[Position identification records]
◆ ◆ ◆ ◆
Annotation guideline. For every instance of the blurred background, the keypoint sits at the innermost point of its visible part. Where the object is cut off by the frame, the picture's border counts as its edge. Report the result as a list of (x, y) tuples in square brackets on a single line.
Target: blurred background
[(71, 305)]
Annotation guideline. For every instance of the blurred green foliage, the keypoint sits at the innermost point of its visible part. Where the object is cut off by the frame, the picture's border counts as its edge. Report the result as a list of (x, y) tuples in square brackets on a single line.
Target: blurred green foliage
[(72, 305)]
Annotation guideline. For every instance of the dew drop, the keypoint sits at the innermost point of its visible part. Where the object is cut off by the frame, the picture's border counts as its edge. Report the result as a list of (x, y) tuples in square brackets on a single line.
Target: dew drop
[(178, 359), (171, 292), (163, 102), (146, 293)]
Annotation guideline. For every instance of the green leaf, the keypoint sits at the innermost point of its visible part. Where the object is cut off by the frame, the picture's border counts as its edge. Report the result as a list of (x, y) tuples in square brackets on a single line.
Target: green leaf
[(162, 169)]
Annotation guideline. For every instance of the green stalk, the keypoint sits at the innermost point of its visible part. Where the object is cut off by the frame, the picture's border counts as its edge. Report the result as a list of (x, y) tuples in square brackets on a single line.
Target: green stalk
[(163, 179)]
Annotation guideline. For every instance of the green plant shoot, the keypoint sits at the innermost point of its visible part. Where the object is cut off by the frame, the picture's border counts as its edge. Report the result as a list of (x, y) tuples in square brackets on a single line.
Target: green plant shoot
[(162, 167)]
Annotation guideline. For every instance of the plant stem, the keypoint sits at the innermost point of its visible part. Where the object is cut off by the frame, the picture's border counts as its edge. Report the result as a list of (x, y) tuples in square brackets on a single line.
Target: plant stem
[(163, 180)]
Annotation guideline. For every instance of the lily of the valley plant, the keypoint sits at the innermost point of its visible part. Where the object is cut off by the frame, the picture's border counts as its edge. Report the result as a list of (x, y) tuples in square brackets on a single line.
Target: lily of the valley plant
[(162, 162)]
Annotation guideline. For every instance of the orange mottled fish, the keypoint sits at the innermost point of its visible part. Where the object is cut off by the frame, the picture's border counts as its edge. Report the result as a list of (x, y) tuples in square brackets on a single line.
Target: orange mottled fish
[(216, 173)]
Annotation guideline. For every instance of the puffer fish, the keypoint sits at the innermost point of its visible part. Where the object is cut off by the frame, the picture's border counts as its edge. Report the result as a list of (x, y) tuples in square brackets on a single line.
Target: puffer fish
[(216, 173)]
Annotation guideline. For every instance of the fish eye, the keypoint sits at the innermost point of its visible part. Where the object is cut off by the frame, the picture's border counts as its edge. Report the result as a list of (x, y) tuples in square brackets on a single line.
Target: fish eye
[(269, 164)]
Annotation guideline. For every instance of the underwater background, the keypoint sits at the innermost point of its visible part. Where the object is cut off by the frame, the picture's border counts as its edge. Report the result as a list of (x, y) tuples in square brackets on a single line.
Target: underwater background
◆ ◆ ◆ ◆
#### [Given task]
Copy the records above exactly.

#### [Expected output]
Annotation guideline. For every instance of the blurred background, the keypoint sits at the innermost point of its visible part. Where the object is cut off by the frame, the picture's border counts as its edge. Report the result as a list of (x, y) tuples in square brackets on a single line.
Target: blurred background
[(71, 305)]
Annotation guideline. For every instance of the blurred green foliage, the keypoint sits at the innermost point of its visible part. Where the object is cut off by the frame, the picture's border counts as its edge. Report the result as a list of (x, y) tuples in square brackets on a single line.
Target: blurred green foliage
[(72, 305)]
Annotation guideline. For every instance of the dew drop, the keypoint sits at the innermost point of its visible part. Where the object is cut off by the frame, the picture's border counts as its edge. Report the result as a list of (x, y) tuples in square brackets on a single line.
Target: dew drop
[(178, 359), (171, 292), (163, 102), (146, 293)]
Annotation guideline. For every instance of the green leaf, the keypoint sits at the innermost point of its visible part. Where the object is cut off by the frame, the picture's border counts as its edge. Report the result as a list of (x, y) tuples in square brackets on a single line.
Target: green leaf
[(162, 169)]
Annotation guideline. For every instance of the green stalk, the keypoint sits at the innermost point of its visible part. Where the object is cut off by the frame, the picture's border counts as its edge. Report the result as a list of (x, y) tuples in square brackets on a single line.
Target: green stalk
[(163, 179)]
Annotation guideline. For every instance of the green plant shoot, the keypoint sits at the innermost point of its visible part. Where the object is cut off by the frame, the picture's border counts as its edge. Report the result as a list of (x, y) tuples in square brackets on a single line.
Target: green plant shoot
[(162, 167)]
Annotation guideline. For every instance of the plant stem, the keypoint sits at the innermost point of its visible part. Where the object is cut off by the frame, the picture's border counts as its edge. Report the result as a list of (x, y) tuples in square brackets on a single line.
Target: plant stem
[(163, 180)]
Annotation guideline. For every instance of the lily of the valley plant, the keypoint sits at the innermost point of its visible part. Where the object is cut off by the frame, the picture's border counts as its edge. Report the result as a list of (x, y) tuples in square brackets on a single line.
Target: lily of the valley plant
[(162, 162)]
Annotation guideline. For every instance of the orange mottled fish, the keypoint sits at the innermost point of its visible part. Where the object is cut off by the frame, the picture's border counts as its edge. Report the result as a list of (x, y) tuples in square brackets on a single line.
Target: orange mottled fish
[(216, 173)]
Annotation guideline. For every instance of the puffer fish, the keypoint sits at the innermost point of its visible part. Where the object is cut off by the frame, the picture's border counts as its edge. Report the result as a list of (x, y) tuples in square brackets on a single line.
Target: puffer fish
[(216, 173)]
Annotation guideline. For every instance of the fish eye, the keypoint sits at the innermost point of its visible part. Where the object is cut off by the frame, the picture's border counts as its edge. Report the result as a list of (x, y) tuples in square brackets on a single line.
Target: fish eye
[(269, 164)]
Annotation guideline. For every instance of the underwater background, the keypoint sits at the innermost point of its visible part. Where the object is cut off by the frame, the picture's border counts as its edge. Report the result as a list of (x, y) tuples in square brackets on a single line.
Target: underwater background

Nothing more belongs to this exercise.